- **ARBEITSANWEISUNGEN**:
**A)** Warum stört es die beiden Studentinnen laut dem Textausschnitt, dass eine Äußerung über den eigenen jüdischen Glauben sofort mit Israel und der dortigen Politik in Verbindung gebracht wird? Antworten Sie in ein bis drei Sätzen.
**B)** Schreiben Sie aus dem Textausschnitt den Abschnitt von „Jüdischsein heute in“ bis einschließlich „Dr. Walter Steinmeier.“ wortgetreu ab.

- **TEXTAUSSCHNITT**:
++++

Jüdischsein heute in Deutschland hat viele Gesichter und Facetten. Diese Vielfalt wurde uns Lehrkräften und unseren Religruppen in der 9. Klasse auch in diesem Jahr wieder bewusst. Zum zweiten Mal konnten unsere 9. Klässler/innen all ihre Fragen zum jüdischen Leben in einer Teamskonferenz je zwei Personen jüdischen Glaubens stellen. „Meet a Jew“ ist ein Projekt des Zentralrats der Juden und wird gefördert durch das Bundesporgramm „Demokratie leben!“ des Bundesministeriums für Familie und Jugend mit dem Schirmherrn Dr. Walter Steinmeier.
So waren in einer der Religruppen zwei junge Studentinnen zugeschaltet, die aus Würzburg und Heidelberg stammten und unter anderem in München studieren. Beide beantworteten alle Fragen spontan, ausführlich und offen – es hab keine Tabuthemen. Schnell wurde klar, dass es wie in anderen Religionen Gläubige gibt, die ihren Glauben auch im Alltag leben, während anderen die Glaubenspraxis weniger wichtig ist. So bezeichnete sich die Studentin aus Würzburg als weniger religiös, weil sie nur selten die Synagoge besucht und sich nicht koscher ernährt, aber die Gemeinschaft mit Freunden und Familie an den jüdischen Festtagen ebenso wie das Abschalten am Sabbat genießt und als absolut wichtig empfindet. Wir konnten erfahren, wie schwierig es sein kann, wenn man sich in Deutschland streng koscher ernähren will und dass es dann wohl die leichtere Variante ist, vegan zu leben. Viele weitere Aspekte jüdischen Lebens wurden deutlicher, wir bekamen eine Vorstellung davon, wie religiöse Traditionen und Feste in der jungen Generation weiter gelebt und interpretiert werden. Beide Studentinnen wünschen sich für die Zukunft, dass Hass und Hetze gegen jegliche Religion ein Ende haben – es ist erschütternd und traurig, dass eine der beiden Studentinnen den Anschlag auf die Münchner Synagoge miterleben musste. Auch wenn es für beide zur Gewohnheit geworden ist, beim Besuch der Synagoge von Videokameras aufgenommen zu werden, Polizisten vor dem Gebäude zu grüßen und dann nochmal an einer Art Pforte überprüft zu werden, wünschen sie sich die Offenheit aller Gotteshäuser als Begegnungsorte ohne Angst oder Ausgrenzung. Auch die Tatsache, dass eine Äußerung über den eigenen jüdischen Glauben sofort mit Israel und der dortigen Politik in Verbindung gebracht wird, stört die Studentinnen – vor allem, da die Eltern und Großeltern der Mehrheit der in Deutschland lebenden Jüdinnen und Juden aus der ehemaligen Sowjetunion stammen und mit Israel erst einmal wenig zu tun haben.

++++

- **ANGEZEIGTE DATEN**:
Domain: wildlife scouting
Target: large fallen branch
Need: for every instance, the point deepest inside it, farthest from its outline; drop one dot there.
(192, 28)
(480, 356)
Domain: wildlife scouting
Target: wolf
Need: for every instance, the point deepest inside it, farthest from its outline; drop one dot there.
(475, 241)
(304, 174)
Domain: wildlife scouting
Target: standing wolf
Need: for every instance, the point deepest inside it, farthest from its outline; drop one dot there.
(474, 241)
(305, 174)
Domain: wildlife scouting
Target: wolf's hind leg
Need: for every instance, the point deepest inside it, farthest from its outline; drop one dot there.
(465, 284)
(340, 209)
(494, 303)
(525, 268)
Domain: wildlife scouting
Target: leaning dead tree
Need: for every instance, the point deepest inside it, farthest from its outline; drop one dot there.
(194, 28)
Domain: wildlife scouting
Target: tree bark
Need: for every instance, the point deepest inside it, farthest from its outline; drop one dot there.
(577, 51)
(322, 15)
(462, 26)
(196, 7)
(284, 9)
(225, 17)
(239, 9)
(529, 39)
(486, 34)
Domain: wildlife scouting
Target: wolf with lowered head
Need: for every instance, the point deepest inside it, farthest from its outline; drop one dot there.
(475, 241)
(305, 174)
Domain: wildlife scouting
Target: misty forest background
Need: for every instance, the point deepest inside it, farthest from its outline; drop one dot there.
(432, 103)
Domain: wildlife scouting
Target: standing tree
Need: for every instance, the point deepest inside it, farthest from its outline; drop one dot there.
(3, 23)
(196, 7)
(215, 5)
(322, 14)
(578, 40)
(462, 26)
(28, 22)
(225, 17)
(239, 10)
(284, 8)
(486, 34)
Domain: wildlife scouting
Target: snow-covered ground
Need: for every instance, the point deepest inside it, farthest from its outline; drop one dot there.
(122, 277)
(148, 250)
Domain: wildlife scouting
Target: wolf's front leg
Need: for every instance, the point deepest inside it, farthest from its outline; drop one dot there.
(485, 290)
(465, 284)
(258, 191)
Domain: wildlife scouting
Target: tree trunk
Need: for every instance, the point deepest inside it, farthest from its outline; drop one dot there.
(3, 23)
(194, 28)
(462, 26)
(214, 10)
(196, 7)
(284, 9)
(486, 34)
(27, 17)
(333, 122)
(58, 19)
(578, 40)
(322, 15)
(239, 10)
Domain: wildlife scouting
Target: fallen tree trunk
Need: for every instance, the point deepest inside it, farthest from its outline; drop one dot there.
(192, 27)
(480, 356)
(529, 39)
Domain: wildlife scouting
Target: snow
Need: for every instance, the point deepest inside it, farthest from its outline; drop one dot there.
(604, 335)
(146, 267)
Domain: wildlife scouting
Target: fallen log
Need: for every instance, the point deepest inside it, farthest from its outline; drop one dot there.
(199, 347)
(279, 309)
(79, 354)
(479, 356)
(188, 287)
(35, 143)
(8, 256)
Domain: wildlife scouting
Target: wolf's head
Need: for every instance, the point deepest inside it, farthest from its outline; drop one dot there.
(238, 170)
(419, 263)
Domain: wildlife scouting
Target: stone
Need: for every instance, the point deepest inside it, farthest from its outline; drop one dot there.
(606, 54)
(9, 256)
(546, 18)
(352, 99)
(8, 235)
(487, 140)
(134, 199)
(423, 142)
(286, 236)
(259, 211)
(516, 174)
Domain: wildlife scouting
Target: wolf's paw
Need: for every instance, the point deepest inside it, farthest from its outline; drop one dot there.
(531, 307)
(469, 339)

++++

- **ANTWORTEN JE AUFGABE**:
**A)** Die Eltern und Großeltern der Mehrheit der in Deutschland lebenden Jüdinnen und Juden stammen aus der ehemaligen Sowjetunion. Sie haben mit Israel erst einmal wenig zu tun.

**B)**
Jüdischsein heute in Deutschland hat viele Gesichter und Facetten. Diese Vielfalt wurde uns Lehrkräften und unseren Religruppen in der 9. Klasse auch in diesem Jahr wieder bewusst. Zum zweiten Mal konnten unsere 9. Klässler/innen all ihre Fragen zum jüdischen Leben in einer Teamskonferenz je zwei Personen jüdischen Glaubens stellen. „Meet a Jew“ ist ein Projekt des Zentralrats der Juden und wird gefördert durch das Bundesporgramm „Demokratie leben!“ des Bundesministeriums für Familie und Jugend mit dem Schirmherrn Dr. Walter Steinmeier.